— BEGIN —

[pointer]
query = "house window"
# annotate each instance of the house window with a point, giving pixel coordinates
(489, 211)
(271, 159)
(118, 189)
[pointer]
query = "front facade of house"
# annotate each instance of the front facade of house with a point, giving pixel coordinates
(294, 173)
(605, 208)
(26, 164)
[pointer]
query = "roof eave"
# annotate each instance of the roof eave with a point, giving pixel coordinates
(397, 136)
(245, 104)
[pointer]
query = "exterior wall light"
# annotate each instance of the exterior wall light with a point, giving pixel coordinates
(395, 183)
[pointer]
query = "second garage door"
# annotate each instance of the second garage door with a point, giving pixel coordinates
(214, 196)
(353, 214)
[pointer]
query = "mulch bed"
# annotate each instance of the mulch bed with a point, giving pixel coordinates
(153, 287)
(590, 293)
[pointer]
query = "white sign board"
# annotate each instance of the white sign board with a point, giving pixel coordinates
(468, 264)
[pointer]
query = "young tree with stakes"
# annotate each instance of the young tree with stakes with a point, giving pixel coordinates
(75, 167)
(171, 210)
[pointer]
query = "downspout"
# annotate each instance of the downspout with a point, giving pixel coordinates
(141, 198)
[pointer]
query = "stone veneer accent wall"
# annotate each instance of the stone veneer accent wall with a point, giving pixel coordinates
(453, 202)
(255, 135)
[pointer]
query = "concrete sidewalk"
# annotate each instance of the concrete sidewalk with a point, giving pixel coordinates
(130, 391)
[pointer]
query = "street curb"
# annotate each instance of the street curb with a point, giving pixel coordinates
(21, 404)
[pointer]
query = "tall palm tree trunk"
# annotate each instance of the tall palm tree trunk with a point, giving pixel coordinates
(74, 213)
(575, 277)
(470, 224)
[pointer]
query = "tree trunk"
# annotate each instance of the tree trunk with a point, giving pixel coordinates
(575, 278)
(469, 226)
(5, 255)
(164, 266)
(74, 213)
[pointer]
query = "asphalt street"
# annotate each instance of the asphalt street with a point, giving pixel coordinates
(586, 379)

— END —

- [TASK DIRECTIONS] Give the listing again, word for word.

- [RESULT FOR THIS EXERCISE]
[pointer]
query = "house window"
# annotate each instance of the house window with a point, giving pixel coordinates
(489, 211)
(271, 159)
(118, 189)
[pointer]
query = "front facade of house"
# annotate each instance of the front facade of house with a point, giving pixel coordinates
(294, 173)
(605, 208)
(26, 164)
[pointer]
query = "roof eave"
# annotate each instance of the roof eave with a point, giving pixel coordinates
(397, 136)
(245, 104)
[pointer]
query = "exterior wall light"
# annotate each instance of the exterior wall light with a point, giving pixel coordinates
(395, 183)
[pointer]
query = "second garage door"
# annotate each instance of the second garage door with a point, giving pixel coordinates
(214, 196)
(353, 214)
[pointer]
query = "mulch bed"
# annotate each instance of the mulch bed with a point, giving pixel coordinates
(153, 287)
(590, 293)
[pointer]
query = "white sign board"
# annotate each instance of the white sign board with a point, giving pixel coordinates
(468, 264)
[pointer]
query = "young tree with stakes"
# annotate each instance of the young tree with stakes with a point, giving pixel coordinates
(75, 167)
(171, 210)
[pointer]
query = "downspout"
# annotate each instance of the downspout with a point, giving pixel coordinates
(141, 198)
[pointer]
query = "stone veneer accent wall"
# annotate each instance of the stone veneer accent wall with a point, giving pixel coordinates
(453, 202)
(255, 135)
[pointer]
query = "concrete sidewalk"
# annotate each instance of the concrete sidewalk with a point, giving pixel coordinates
(130, 391)
[pointer]
query = "street curb"
# annotate each instance of the street curb with a point, giving pixel coordinates
(21, 404)
[pointer]
query = "tall palm tree trunk"
# annotate each instance of the tall palm tree trunk with a point, giving pixel coordinates
(74, 213)
(575, 277)
(470, 224)
[pointer]
query = "tree trunk"
# annotate each instance of the tree trunk with a point, giving pixel coordinates
(575, 278)
(469, 226)
(5, 255)
(164, 266)
(74, 213)
[pointer]
query = "asphalt street"
# annotate each instance of the asphalt street with a point, giving pixel coordinates
(586, 379)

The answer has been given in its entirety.